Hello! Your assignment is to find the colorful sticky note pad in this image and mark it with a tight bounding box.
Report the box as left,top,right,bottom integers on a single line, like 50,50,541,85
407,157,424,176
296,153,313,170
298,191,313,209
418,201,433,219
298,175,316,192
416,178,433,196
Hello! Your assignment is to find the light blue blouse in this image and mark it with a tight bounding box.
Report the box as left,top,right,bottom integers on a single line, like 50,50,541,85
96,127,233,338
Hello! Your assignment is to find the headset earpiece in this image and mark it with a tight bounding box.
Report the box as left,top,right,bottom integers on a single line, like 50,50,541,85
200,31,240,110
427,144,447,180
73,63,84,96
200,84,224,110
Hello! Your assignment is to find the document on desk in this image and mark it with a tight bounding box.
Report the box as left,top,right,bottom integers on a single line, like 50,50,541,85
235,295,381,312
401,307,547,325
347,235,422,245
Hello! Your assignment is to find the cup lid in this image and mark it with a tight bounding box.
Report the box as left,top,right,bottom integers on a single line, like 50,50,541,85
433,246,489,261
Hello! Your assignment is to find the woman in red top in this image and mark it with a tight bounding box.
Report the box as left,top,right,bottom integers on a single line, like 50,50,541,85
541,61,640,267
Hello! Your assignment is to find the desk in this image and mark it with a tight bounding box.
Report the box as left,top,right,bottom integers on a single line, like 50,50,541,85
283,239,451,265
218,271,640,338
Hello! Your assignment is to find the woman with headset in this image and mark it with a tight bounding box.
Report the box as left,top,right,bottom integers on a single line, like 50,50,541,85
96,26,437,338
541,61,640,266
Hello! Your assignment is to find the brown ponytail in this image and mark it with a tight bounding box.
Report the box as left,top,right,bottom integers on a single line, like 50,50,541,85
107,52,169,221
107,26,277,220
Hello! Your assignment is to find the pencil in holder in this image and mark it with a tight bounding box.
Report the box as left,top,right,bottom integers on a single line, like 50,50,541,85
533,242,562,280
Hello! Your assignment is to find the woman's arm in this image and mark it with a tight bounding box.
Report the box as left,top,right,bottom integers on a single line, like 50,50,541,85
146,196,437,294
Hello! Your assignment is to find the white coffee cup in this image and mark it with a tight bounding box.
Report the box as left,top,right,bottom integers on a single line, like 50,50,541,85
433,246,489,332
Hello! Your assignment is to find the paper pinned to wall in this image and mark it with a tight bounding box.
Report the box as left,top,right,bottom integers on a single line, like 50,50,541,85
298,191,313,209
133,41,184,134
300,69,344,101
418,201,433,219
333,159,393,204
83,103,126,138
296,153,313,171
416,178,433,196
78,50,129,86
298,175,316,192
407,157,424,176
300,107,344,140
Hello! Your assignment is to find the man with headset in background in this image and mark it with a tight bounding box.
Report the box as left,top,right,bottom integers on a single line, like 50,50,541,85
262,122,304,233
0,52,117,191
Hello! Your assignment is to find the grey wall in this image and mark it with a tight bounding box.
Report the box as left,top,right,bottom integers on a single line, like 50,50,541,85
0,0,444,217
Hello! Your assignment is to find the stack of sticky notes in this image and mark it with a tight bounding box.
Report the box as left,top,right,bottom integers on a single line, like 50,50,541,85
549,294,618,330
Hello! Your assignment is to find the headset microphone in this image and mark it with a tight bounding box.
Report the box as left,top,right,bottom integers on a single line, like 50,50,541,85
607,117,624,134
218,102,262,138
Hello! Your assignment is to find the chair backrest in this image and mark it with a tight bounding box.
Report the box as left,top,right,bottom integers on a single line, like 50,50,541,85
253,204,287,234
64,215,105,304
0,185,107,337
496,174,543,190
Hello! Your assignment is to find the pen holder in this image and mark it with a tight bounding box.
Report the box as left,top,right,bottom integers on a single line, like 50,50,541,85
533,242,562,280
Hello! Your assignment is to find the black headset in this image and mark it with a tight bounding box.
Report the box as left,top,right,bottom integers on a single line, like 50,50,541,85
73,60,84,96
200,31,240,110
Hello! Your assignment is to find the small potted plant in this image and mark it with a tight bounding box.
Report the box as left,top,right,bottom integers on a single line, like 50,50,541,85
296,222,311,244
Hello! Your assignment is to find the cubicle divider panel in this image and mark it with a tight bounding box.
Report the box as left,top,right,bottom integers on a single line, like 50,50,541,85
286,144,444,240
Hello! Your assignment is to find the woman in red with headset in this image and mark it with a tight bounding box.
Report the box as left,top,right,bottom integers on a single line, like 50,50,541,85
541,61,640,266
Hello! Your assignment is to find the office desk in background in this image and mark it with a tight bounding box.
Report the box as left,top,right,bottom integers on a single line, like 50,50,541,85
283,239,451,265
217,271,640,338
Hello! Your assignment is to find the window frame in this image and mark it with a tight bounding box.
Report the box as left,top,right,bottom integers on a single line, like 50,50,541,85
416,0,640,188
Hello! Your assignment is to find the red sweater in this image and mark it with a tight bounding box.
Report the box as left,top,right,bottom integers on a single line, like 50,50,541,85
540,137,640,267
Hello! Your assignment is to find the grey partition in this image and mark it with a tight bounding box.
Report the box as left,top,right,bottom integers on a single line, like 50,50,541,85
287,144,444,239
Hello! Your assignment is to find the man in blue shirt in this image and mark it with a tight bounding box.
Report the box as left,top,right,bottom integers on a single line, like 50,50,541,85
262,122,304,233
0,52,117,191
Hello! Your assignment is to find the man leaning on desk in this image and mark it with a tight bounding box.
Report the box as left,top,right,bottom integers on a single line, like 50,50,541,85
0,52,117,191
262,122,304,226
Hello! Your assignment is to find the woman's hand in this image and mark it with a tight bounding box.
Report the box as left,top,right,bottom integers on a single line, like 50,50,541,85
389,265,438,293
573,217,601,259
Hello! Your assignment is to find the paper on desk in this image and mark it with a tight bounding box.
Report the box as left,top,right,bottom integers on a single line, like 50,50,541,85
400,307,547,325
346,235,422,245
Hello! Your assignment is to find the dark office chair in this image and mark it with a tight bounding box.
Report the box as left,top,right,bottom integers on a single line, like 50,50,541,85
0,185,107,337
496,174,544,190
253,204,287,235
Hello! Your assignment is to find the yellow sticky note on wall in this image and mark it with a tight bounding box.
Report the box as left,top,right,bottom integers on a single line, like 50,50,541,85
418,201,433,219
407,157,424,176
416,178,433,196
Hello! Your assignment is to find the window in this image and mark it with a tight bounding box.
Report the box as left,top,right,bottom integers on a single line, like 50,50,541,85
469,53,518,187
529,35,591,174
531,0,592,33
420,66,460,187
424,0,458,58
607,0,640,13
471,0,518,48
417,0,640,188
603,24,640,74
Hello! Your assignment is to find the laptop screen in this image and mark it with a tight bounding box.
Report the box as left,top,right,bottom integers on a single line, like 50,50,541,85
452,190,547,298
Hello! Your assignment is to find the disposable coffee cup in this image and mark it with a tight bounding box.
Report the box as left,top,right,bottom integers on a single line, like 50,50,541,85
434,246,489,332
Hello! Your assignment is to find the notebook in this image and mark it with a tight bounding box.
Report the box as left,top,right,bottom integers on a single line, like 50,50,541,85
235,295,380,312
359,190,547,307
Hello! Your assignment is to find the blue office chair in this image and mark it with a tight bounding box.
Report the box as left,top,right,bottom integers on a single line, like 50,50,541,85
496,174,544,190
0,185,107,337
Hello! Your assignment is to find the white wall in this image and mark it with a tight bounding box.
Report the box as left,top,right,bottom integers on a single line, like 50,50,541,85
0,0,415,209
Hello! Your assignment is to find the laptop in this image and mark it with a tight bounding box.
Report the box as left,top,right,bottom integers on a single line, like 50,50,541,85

-- -- --

*Task instructions*:
Pick out every line in the records above that contains the word "paper", matching case exactly, and copy each one.

*Correct answer*:
Hello! Your assignment is to find the paper pinned to wall in this image and mark it with a tight bounding box.
Hello! Your assignment is to find the paper on desk in this image and mark it with a tight bounding box.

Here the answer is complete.